▸ Consignes de travail
a - Dans le récit de voyage, à quelle distance de la place centrale de San Gemignano est-on reparti chercher un camping ?
b - Quels signes de ralentissement le récit de voyage énumère-t-il juste après « Impossible ! » ?
c - Donnez la suite du récit de voyage, à partir de sa dernière phrase.

Je pensai que Sienne m'accueillerait en fin de quatrième semaine.
Impossible !
Les grosses chaleurs sont toujours présentes, ma moyenne horaire est descendue en-dessous des 5 km/h, mes étapes se font plus courtes : usure, fatigue, ...
Elle s'est donc terminée samedi midi à San Gemignano, village médiéval avec ses hordes de touristes et de marchands du temple. Une fois atterri ou plutôt "aluni", tant je redécouvrais un monde qui m'était devenu étranger, sur la place centrale de ce village fortifié, je suis reparti 2 kilomètres plus loin chercher un camping. Pas envie de voir du monde ... Pas envie de jouer le touriste ... Serais-je devenu un sauvage ?
À suivre ...
Lettre à mon ami, mon confident.
"Depuis le jour du départ, je ne te vois plus, et pourtant tu es constamment là. Tellement l'impression de faire corps avec toi.
Tu es mon confident ...
Parfois même, certains jours, le seul à qui je parle. Chaque matin, après la prière de l'aube, une parole d'encouragement "Allez, c'est parti !"

▸ Données affichées
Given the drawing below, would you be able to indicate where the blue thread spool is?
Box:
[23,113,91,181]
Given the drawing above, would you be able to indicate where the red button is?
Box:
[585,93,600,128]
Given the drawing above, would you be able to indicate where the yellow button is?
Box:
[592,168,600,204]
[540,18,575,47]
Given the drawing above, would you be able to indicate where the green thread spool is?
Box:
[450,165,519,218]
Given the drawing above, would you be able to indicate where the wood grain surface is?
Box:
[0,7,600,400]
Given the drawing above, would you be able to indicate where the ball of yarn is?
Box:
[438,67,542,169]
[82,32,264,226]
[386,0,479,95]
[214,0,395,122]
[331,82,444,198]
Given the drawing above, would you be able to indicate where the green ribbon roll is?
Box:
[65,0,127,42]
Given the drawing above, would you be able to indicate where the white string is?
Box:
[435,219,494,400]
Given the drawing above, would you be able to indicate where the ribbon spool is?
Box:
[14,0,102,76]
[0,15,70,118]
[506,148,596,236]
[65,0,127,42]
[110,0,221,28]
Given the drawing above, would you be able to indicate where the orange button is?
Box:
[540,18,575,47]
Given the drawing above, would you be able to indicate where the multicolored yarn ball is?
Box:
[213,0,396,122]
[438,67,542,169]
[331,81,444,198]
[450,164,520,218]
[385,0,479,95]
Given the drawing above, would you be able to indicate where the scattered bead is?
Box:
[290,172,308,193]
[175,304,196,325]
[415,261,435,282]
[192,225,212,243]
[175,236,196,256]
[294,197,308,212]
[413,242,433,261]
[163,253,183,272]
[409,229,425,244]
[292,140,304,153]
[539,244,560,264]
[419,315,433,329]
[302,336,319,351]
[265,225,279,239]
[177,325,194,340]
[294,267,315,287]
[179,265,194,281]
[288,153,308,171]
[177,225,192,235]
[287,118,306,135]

▸ Résultats
a - À 2 kilomètres.

b -
- Les grosses chaleurs toujours présentes
- La moyenne horaire descendue en dessous des 5 km/h
- Des étapes plus courtes
- L'usure
- La fatigue

c -
Et puis le silence ... la marche ...
Silence interrompu par le chuchotement du vent dans les haies de cyprès, les champs d'oliviers ou les vignes qui décorent cette campagne toscane.
Silence interrompu par la course d'un lézard se cachant sous les quelques herbes ou feuilles sèches dans les bas-côtés du chemin.
Silence interrompu par les "Buon giorno", "Buon cammino" échangés avec les quelques pèlerins rencontrés.
Et puis à nouveau le silence ...
Tu es mon confident...
Même lorsque je me "pause" sur un banc, dans un jardin public, attendant l'ouverture de "l'accueil du pèlerin", tu ne me quittes pas; tu veilles sur mon repos.
Tu es mon confident ...
Tu partages toutes mes prières : tous ces visages, toutes ces intentions que nous portons ensemble ... Un "Notre Père", un "Je vous salue Marie" repris à l'unisson.
Tu es mon confident ...
Tu partages mes cris de ras-le-bol, mes découragements, mes colères, mes souffrances, mes pleurs parfois ...
Et quand j'ai envie de libérer mes épaules de tes bretelles, tu me dis : "Non, Pascal, continue !" ... et à partir de cet instant c'est toi qui me portes ...
Tu es mon confident, toi, ... mon sac à dos"
Mon sac comme seule fortune ...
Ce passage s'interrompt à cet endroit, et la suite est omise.